# [Tugas Anda]
1/ Jawablah pertanyaan berikut berdasarkan teks tentang pemanfaatan harta.
(a) Apa nama surah dan nomor ayat yang dicantumkan setelah terjemahan ayat pertama?
(b) Dengan nama apa lima kemaslahatan yang harus dipelihara itu dikenal?
(c) Istilah apa yang dipakai untuk maslahat berupa kemewahan?
2/ Terjemahkan kalimat dari teks tentang pemanfaatan harta ini ke dalam bahasa Inggris: "Islam mengajarkan seorang Muslim mengenai mekanisme menentukan pemanfaatan harta untuk mencapai tujuan kebahagian hidupnya."
3/ Sambunglah teks tentang pemanfaatan harta ini, mulai sesudah kalimat terakhirnya.

# [Kutipan Dokumen]
وَوُضِعَ الْكِتَابُ فَتَرَى الْمُجْرِمِينَ مُشْفِقِينَ مِمَّا فِيهِ وَيَقُولُونَ يَا وَيْلَتَنَا مَالِ هَٰذَا الْكِتَابِ لَا يُغَادِرُ صَغِيرَةً وَلَا كَبِيرَةً إِلَّا أَحْصَاهَا ۚ وَوَجَدُوا مَا عَمِلُوا حَاضِرًا ۗ وَلَا يَظْلِمُ رَبُّكَ أَحَدًا

Dan diletakkanlah kitab, lalu kamu akan melihat orang-orang yang bersalah ketakutan terhadap apa yang (tertulis) di dalamnya, dan mereka berkata:”Aduhai celaka kami, kitab apakah ini yang tidak meninggalkan yang kecil dan tidak (pula) yang besar, melainkan ia mencatat semuanya; dan mereka dapati apa yang telah mereka kerjakan ada (tertulis). Dan Rabbmu tidak menganiaya seorang juapun”. [Al-Kahfi/18:49]

Oleh karena itu orang yang menggunakan dan memanfaatkan hartanya sesuai petunjuk Allâh Azza wa Jalla dan Rasul-Nya Shallallahu ‘alaihi wa sallam, maka balasan sempurna ia dapatkan di hari kiamat, seperti dijelaskan dalam firman Allâh Azza wa Jalla,

وَمَا تُنْفِقُوا مِنْ خَيْرٍ فَلِأَنْفُسِكُمْ ۚ وَمَا تُنْفِقُونَ إِلَّا ابْتِغَاءَ وَجْهِ اللَّهِ ۚ وَمَا تُنْفِقُوا مِنْ خَيْرٍ يُوَفَّ إِلَيْكُمْ وَأَنْتُمْ لَا تُظْلَمُونَ

Dan apa saja harta yang baik yang kamu nafkahkan (di jalan Allâh), maka pahalanya itu untuk kamu sendiri. Dan janganlah kamu membelanjakan sesuatu melainkan karena mencari keridhaan Allâh. Dan apa saja harta yang baik yang kamu nafkahkan, niscaya kamu akan diberi pahalanya dengan cukup sedang kamu sedikitpun tidak akan dianiaya. [Al-Baqarah/2:272].

Agar dapat memanfaatkan dan penggunaan harta dengan baik dan sesuai petunjuk Allâh Azza wa Jalla , diperlukan kiat atau tips, diantaranya:

1. Menentukan Prioritas Pemanfaatan Harta

Islam mengajarkan seorang Muslim mengenai mekanisme menentukan pemanfaatan harta untuk mencapai tujuan kebahagian hidupnya. Ini akan tercapai dengan dengan terpeliharanya lima kemashlahatan yang meliputi (a) dien (agama), (b) nafs (jiwa/hidup), (c) nasl (keluarga/keturunan), (d) mâl (harta/kekayaan), dan (e) aql (intelektual/akal). Kelima hal ini dikenal dengan Dharuriyat al-Khams.

Untuk memelihara ke-5 perkara ini, para Ulama menjelaskan adanya 3 Maslahat; yaitu (1) kebutuhan mendesak (dharuriyyat), (2) kesenangan dan kenyaman (hajiat), dan (3) kemewahan (tahsiniyat).

# [Bahan yang Diberikan]
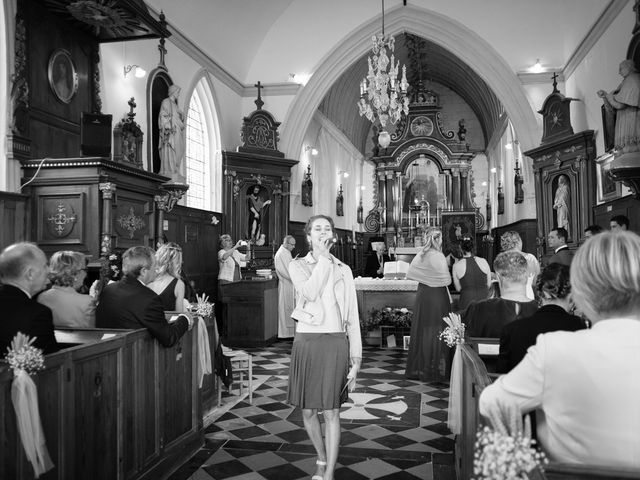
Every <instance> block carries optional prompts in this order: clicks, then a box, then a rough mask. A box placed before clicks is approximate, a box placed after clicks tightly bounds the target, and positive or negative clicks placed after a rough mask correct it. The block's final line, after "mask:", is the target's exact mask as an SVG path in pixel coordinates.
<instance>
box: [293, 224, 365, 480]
mask: <svg viewBox="0 0 640 480" xmlns="http://www.w3.org/2000/svg"><path fill="white" fill-rule="evenodd" d="M304 231H305V234H306V237H307V242H308V243H309V247H310V251H309V253H308V254H307V255H306V256H305V257H304V258H298V259H296V260H293V261H292V262H291V263H290V264H289V274H290V276H291V281H292V283H293V285H294V287H295V291H296V308H295V310H294V311H293V313H292V315H291V317H292V318H293V319H294V320H296V322H297V325H296V334H295V338H294V340H293V347H292V349H291V365H290V368H289V392H288V402H289V403H290V404H292V405H295V406H296V407H300V408H301V409H302V421H303V422H304V426H305V429H306V430H307V434H308V435H309V439H310V440H311V443H312V444H313V446H314V448H315V450H316V452H317V454H318V459H317V460H316V472H315V474H314V475H313V477H312V479H313V480H331V479H333V471H334V470H335V467H336V462H337V460H338V447H339V445H340V405H342V403H344V402H345V401H346V400H347V397H348V392H347V389H348V388H349V389H353V387H355V379H356V375H357V373H358V371H359V370H360V364H361V362H362V342H361V338H360V320H359V317H358V302H357V299H356V288H355V284H354V282H353V275H352V273H351V269H350V268H349V267H348V266H347V265H345V264H344V263H342V262H341V261H340V260H338V259H337V258H336V257H334V256H333V255H331V253H330V250H331V247H332V246H333V244H334V238H335V234H334V225H333V219H331V217H327V216H325V215H315V216H313V217H311V218H310V219H309V221H308V222H307V225H306V226H305V229H304ZM349 363H351V370H350V371H349V372H348V370H349ZM318 410H322V411H323V416H324V423H325V434H324V437H325V438H324V439H323V435H322V427H321V426H320V420H319V418H318Z"/></svg>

# [Kumpulan Jawaban]
1/
(a) Al-Kahfi/18:49.
(b) Dharuriyat al-Khams.
(c) Tahsiniyat.

2/ Islam teaches a Muslim about the mechanism for determining the use of wealth in order to achieve the goal of happiness in life.

3/
Kunci dari pemeliharaan kemaslahatan manusia terletak pada maslahat dharuriyyat yang mencakup kebutuhan-kebutuhan utama yang bersifat mendasar (basic needs) dan cenderung bersifat fleksibel mengikuti tempat, waktu dan dapat menyangkut kebutuhan sosiopsikologis. Kemudian kepada kemaslahatan berikutnya (hajiat) yang merupakan hal-hal yang tidak begitu vital, akan tetapi penting untuk menghilangkan kesukaran dan rintangan dalam hidup. Setelah itu adalah tahsiniyat, yang merupakan hal-hal yang berhubungan dengan kenyamanan saja, yang meliputi pelengkap dan penghias hidup. Misalnya, gelas kristal untuk minum dan Pulpen emas untuk belajar. Ketika seorang Muslim hendak memanfaatkan hartanya, maka ia harus melihat apakah tindakan tersebut benar-benar kebutuhan dharuriyyat dan hajiat bagi dirinya atau hanya sebatas ‘pemanis’ saja tahsiniat. Seorang Muslim yang bijak akan mendahulukan kebutuhan dharuriiyat-nya dibandingkan tahsiniyat-nya.

2. Prinsip Halal dan Thayyib Dalam Konsumsi

Islam mendorong penggunaan barang dan jasa yang halal dan baik serta bermanfaat. Semua barang yang tidak memiliki kebaikan dan tidak bisa membantu meningkatkan manusia, maka menurut Islam, barang itu tidak dapat dianggap sebagai milik atau aset umat Muslim. Oleh sebab itu, semua barang yang dilarang (untuk dikonsumsi) tidak dianggap barang dalam Islam.

Penggunaan prinsip halal dan thayyib (bermanfaat) dimaksudkan untuk memberikan kebebasan bagi setiap Muslim untuk menggunakan segala barang yang baik, bermanfaat bagi dirinya, menyenangkan, lezat dan lain sebagainya, selama barang itu halal dan thayyib.

Kebebasan yang diberikan Islam kepada setiap Muslim dalam berkonsumsi tak terlepas dari pandangan Islam itu sendiri bahwa pemanfaatan barang dan jasa merupakan suatu kebaikan. Konsumsi dan pemuasan (kebutuhan) tidak disalahkan dalam Islam selama keduanya tidak melibatkan segala yang tidak baik atau merusak.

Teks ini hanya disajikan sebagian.